NIOSH’s most controversial notification took place in the early 1980s in Augusta, Georgia, with 1,385 chemical workers who had been exposed to a potent carcinogen (β-naphthylamine). The workers involved, predominantly African-American males, were unrepresented by a union and lacked resources and formal education. The community’s social climate was, in the words of programme staff, “highly polarized by racial discrimination, poverty, and substantial lack of understanding of toxic hazards”. NIOSH helped establish a local advisory group to encourage community involvement, which quickly took on a life of its own as more militant grass-roots organizations and individual worker advocates joined the effort. Some of the workers sued the company, adding to the controversies already surrounding the programme. Local organizations such as the Chamber of Commerce and the county Medical Society also became involved. Even many years later, echoes can still be heard of the conflicts among local organizations involved in the notification. In the end, the programme did succeed in informing the exposed workers of their life-long risk for bladder cancer, a highly treatable disease if caught early. Over 500 of them were medically screened through the programme, and a number of possibly life-saving medical interventions resulted.
A striking feature of the Augusta notification is the central role played by the news media. Local news coverage of the programme was extremely heavy, including over 50 newspaper articles and a documentary film about the chemical exposures (“Lethal Labour”) shown on local TV. This publicity reached a wide audience and had enormous impact on the notified workers and the community as a whole, leading the NIOSH project director to observe that “in actuality, the news media perform the real notification”. In some situations, it may be useful to regard local journalists as an intrinsic part of right to know and plan a formal role for them in the notification process to encourage more accurate and constructive reporting.

[Provided records]
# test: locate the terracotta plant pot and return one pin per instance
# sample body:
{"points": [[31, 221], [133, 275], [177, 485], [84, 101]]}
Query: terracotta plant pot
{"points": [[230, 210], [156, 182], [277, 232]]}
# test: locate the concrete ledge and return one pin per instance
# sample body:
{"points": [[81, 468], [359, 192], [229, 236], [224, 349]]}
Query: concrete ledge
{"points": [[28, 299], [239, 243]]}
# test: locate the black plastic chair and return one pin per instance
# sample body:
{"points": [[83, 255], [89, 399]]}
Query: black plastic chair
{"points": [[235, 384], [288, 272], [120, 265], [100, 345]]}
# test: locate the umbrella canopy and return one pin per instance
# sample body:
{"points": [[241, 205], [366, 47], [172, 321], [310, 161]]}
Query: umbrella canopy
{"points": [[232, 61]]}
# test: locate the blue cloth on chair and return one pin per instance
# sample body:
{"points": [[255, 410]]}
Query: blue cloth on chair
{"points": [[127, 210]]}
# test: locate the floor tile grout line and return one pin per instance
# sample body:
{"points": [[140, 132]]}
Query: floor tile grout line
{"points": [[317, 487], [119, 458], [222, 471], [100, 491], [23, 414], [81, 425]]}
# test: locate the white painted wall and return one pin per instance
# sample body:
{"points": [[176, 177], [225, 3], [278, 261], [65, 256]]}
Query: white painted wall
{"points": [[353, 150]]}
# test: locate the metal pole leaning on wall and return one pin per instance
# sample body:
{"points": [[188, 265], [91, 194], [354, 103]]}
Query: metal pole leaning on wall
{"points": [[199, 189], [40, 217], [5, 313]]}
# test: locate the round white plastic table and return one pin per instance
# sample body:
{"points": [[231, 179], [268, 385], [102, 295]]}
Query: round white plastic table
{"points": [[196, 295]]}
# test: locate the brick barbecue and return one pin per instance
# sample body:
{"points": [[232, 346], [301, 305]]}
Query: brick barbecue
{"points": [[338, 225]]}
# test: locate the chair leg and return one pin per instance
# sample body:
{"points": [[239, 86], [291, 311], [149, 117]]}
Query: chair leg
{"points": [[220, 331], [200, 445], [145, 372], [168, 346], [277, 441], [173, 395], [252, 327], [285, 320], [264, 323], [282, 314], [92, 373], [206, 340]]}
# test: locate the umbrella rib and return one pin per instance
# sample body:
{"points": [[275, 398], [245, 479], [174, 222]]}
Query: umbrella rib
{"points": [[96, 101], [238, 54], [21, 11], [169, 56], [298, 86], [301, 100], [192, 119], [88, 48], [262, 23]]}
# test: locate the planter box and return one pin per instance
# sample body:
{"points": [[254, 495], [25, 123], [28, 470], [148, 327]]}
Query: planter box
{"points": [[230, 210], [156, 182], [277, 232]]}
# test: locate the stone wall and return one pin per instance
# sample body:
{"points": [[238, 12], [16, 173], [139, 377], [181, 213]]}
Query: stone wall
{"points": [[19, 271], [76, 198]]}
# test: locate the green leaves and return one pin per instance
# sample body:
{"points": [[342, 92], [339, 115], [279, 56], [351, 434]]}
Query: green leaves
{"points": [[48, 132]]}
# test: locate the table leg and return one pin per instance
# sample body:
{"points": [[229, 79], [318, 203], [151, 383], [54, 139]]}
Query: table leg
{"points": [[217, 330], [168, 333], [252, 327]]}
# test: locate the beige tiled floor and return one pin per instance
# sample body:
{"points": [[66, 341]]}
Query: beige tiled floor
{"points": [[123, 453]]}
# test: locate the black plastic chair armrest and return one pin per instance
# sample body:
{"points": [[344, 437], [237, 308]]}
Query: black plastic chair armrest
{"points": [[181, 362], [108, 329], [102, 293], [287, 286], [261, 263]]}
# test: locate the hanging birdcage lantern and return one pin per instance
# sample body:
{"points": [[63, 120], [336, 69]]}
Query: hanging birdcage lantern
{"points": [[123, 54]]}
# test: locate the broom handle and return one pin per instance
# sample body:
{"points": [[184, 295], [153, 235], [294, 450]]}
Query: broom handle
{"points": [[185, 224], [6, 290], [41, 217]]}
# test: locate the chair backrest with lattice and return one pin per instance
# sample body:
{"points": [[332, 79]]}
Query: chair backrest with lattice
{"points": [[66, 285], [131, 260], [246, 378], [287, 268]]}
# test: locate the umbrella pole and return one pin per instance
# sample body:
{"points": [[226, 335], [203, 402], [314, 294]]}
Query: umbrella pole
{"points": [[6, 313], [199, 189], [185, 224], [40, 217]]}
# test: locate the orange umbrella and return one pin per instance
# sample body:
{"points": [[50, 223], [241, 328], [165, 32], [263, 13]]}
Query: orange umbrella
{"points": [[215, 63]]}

[Task] Please state how many of the exposed workers in the text on the Augusta notification were medically screened. The records come from a separate source.

[Response below] Over 500 of the workers were medically screened through the program.